Return every line of the material below verbatim, with nothing altered, added, or left out.

** BEGIN Material provided **

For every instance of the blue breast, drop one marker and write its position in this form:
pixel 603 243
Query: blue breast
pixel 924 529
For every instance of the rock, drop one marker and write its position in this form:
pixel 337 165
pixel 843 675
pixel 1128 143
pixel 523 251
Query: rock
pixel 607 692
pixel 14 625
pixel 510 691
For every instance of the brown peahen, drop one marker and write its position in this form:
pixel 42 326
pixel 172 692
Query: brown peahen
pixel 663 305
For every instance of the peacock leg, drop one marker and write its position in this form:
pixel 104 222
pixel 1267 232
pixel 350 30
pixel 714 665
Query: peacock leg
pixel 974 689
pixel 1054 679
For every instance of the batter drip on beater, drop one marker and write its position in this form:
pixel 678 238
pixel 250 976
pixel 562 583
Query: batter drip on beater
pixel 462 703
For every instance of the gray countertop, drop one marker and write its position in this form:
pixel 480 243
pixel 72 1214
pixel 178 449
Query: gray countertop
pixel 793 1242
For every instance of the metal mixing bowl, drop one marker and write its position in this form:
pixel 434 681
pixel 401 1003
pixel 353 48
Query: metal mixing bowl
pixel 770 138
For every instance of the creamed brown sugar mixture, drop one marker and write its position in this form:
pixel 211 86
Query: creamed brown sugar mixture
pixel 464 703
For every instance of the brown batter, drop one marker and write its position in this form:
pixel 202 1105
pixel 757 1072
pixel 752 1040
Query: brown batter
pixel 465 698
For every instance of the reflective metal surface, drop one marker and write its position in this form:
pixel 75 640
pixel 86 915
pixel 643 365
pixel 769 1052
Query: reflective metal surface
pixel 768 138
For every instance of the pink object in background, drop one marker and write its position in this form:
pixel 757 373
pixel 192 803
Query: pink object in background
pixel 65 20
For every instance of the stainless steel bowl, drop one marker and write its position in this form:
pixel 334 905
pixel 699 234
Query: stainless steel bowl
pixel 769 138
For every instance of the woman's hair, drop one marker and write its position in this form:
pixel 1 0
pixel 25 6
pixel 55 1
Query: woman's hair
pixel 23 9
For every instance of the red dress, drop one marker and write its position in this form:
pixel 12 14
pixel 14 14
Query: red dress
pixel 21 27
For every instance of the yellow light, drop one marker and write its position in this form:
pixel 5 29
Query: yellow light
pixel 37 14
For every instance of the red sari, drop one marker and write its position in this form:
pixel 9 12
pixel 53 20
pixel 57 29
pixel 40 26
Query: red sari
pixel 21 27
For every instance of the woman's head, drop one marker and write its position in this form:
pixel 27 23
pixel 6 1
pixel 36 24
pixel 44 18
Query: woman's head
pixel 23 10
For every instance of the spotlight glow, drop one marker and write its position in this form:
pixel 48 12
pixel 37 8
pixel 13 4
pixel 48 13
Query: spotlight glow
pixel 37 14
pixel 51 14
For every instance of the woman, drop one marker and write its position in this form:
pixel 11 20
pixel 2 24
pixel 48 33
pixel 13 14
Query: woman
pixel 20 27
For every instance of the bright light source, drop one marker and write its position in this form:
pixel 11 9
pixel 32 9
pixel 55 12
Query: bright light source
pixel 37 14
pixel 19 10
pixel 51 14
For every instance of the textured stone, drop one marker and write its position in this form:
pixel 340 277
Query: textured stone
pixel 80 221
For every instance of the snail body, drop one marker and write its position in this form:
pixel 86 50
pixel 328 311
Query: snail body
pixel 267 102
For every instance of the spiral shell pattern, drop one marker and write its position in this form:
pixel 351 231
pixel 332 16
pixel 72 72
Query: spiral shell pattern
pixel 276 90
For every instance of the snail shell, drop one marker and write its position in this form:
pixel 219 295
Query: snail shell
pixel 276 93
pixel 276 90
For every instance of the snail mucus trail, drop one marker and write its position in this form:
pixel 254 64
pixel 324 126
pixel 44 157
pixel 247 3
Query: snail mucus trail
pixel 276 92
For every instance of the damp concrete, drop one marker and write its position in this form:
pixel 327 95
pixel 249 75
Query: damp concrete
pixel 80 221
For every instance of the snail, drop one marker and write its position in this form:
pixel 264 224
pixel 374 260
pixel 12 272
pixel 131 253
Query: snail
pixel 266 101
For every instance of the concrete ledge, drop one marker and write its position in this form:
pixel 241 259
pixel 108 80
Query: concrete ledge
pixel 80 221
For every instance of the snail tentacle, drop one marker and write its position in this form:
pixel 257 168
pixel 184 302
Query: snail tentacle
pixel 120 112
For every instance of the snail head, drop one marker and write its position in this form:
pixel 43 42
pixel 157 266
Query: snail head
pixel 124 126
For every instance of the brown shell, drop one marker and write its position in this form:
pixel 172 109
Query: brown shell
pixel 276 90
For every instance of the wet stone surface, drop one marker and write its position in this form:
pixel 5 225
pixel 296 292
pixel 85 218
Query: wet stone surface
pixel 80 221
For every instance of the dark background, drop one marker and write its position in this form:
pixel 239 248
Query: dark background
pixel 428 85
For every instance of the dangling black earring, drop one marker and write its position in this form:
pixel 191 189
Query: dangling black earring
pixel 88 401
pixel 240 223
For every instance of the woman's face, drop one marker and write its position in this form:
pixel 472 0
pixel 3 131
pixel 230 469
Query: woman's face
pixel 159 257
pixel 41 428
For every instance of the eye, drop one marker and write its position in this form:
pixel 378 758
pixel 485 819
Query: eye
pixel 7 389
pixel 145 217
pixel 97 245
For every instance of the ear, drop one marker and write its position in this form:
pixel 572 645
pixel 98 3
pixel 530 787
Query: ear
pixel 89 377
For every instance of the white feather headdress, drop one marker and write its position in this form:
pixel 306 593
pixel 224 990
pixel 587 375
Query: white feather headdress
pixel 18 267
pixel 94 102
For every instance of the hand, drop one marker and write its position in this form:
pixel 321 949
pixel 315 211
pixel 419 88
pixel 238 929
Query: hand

** END Material provided **

_The completed task_:
For every instance of the blue breast, drop one marker and write its position in this form:
pixel 603 243
Query: blue breast
pixel 924 529
For every instance of the rock, drop one marker and write its position in this form:
pixel 337 165
pixel 843 675
pixel 1128 143
pixel 523 251
Query: rock
pixel 607 692
pixel 14 625
pixel 510 691
For every instance of the brown peahen, drop one marker and write its position in this form:
pixel 42 326
pixel 172 692
Query: brown peahen
pixel 663 305
For every instance of the peacock leg, drop one marker and write its position in this form:
pixel 104 222
pixel 1267 232
pixel 350 30
pixel 714 665
Query: peacock leg
pixel 974 689
pixel 1054 679
For every instance of the batter drip on beater, drop one marker and write its position in this form:
pixel 678 238
pixel 250 976
pixel 562 583
Query: batter drip on beater
pixel 462 703
For every instance of the gray countertop, drop one marker and write its position in this form:
pixel 480 243
pixel 72 1214
pixel 178 449
Query: gray countertop
pixel 793 1242
For every instance of the metal mixing bowl, drop one marker and write its position in this form:
pixel 434 681
pixel 401 1003
pixel 353 48
Query: metal mixing bowl
pixel 770 138
For every instance of the creamed brown sugar mixture, drop one marker and write its position in this form:
pixel 211 86
Query: creamed brown sugar mixture
pixel 464 703
For every instance of the brown batter, drop one marker and write its position in this form:
pixel 202 1105
pixel 757 1072
pixel 752 1040
Query: brown batter
pixel 465 698
For every instance of the reflective metal surface, drop one marker and write its position in this form:
pixel 75 640
pixel 86 915
pixel 643 365
pixel 769 1052
Query: reflective metal surface
pixel 768 138
For every instance of the pink object in background, drop one marker and write its position in this form:
pixel 757 373
pixel 192 803
Query: pink object in background
pixel 65 20
For every instance of the stainless steel bowl, drop one marker and write its position in this form:
pixel 334 905
pixel 699 234
Query: stainless steel bowl
pixel 769 138
For every instance of the woman's hair, drop one marker and write its position in this form:
pixel 1 0
pixel 25 6
pixel 55 1
Query: woman's hair
pixel 23 9
For every instance of the red dress, drop one marker and write its position in this form:
pixel 12 14
pixel 14 14
Query: red dress
pixel 21 27
For every instance of the yellow light, drop one marker and write its position in this form:
pixel 5 29
Query: yellow light
pixel 37 14
For every instance of the red sari, drop one marker and write its position in this form:
pixel 9 12
pixel 53 20
pixel 57 29
pixel 40 26
Query: red sari
pixel 21 27
For every instance of the woman's head, drop one marker and write its position in this form:
pixel 27 23
pixel 6 1
pixel 36 24
pixel 44 18
Query: woman's head
pixel 23 10
For every instance of the spotlight glow, drop one marker and write its position in this form:
pixel 48 12
pixel 37 8
pixel 13 4
pixel 48 13
Query: spotlight glow
pixel 37 14
pixel 51 14
For every instance of the woman, drop one marker and write its position in this form:
pixel 11 20
pixel 2 24
pixel 48 33
pixel 13 14
Query: woman
pixel 20 27
For every instance of the bright light source, drop one marker and write its position in this form:
pixel 11 9
pixel 32 9
pixel 55 12
Query: bright light source
pixel 37 14
pixel 19 10
pixel 51 14
For every instance of the textured stone, drop one marker and write its position in this form:
pixel 340 277
Query: textured stone
pixel 80 221
For every instance of the snail body, drop one marker and write its position in this form:
pixel 86 50
pixel 328 311
Query: snail body
pixel 267 102
For every instance of the spiral shell pattern, drop one marker and write its position in this form:
pixel 351 231
pixel 332 16
pixel 72 72
Query: spiral shell pattern
pixel 276 90
For every instance of the snail shell, drop one marker and write its position in this form:
pixel 219 295
Query: snail shell
pixel 276 93
pixel 276 90
For every instance of the snail mucus trail, drop one marker and write its position in this form:
pixel 254 64
pixel 324 126
pixel 44 157
pixel 247 3
Query: snail mucus trail
pixel 276 92
For every instance of the damp concrete, drop one marker and write its position in this form:
pixel 327 95
pixel 249 75
Query: damp concrete
pixel 80 221
For every instance of the snail, drop one marker and write its position in this form:
pixel 264 224
pixel 374 260
pixel 12 272
pixel 131 253
Query: snail
pixel 266 101
For every instance of the concrete ledge, drop one marker and write its position in this form:
pixel 241 259
pixel 108 80
Query: concrete ledge
pixel 80 221
For every instance of the snail tentacle, drop one marker and write its position in this form:
pixel 257 168
pixel 184 302
Query: snail tentacle
pixel 120 112
For every instance of the snail head, drop one marker and write its position in this form:
pixel 43 42
pixel 157 266
Query: snail head
pixel 124 126
For every instance of the brown shell, drop one marker and write its position in this form:
pixel 172 109
Query: brown shell
pixel 276 90
For every instance of the wet stone surface, drop one marker and write its position in this form:
pixel 5 225
pixel 296 292
pixel 85 218
Query: wet stone surface
pixel 80 221
For every instance of the dark background, drop one marker and write its position in this form:
pixel 239 248
Query: dark background
pixel 428 85
For every instance of the dangling black earring, drop one marker and write its position in this form:
pixel 191 189
Query: dangling black earring
pixel 88 401
pixel 240 223
For every instance of the woman's face, drop one marker and write its position in this form:
pixel 472 0
pixel 3 131
pixel 230 469
Query: woman's face
pixel 159 257
pixel 41 428
For every instance of the eye, drop one marker and write its position in this form:
pixel 378 758
pixel 485 819
Query: eye
pixel 7 389
pixel 145 217
pixel 97 245
For every instance of the ear, drop one marker and write its position in this form:
pixel 572 645
pixel 98 3
pixel 530 787
Query: ear
pixel 89 377
For every instance of the white feather headdress, drop one marker and write its position in this form:
pixel 306 593
pixel 224 990
pixel 587 375
Query: white feather headdress
pixel 18 267
pixel 94 102
For every instance of the hand, drop one marker and write its position in this form:
pixel 321 949
pixel 315 211
pixel 419 88
pixel 238 929
Query: hand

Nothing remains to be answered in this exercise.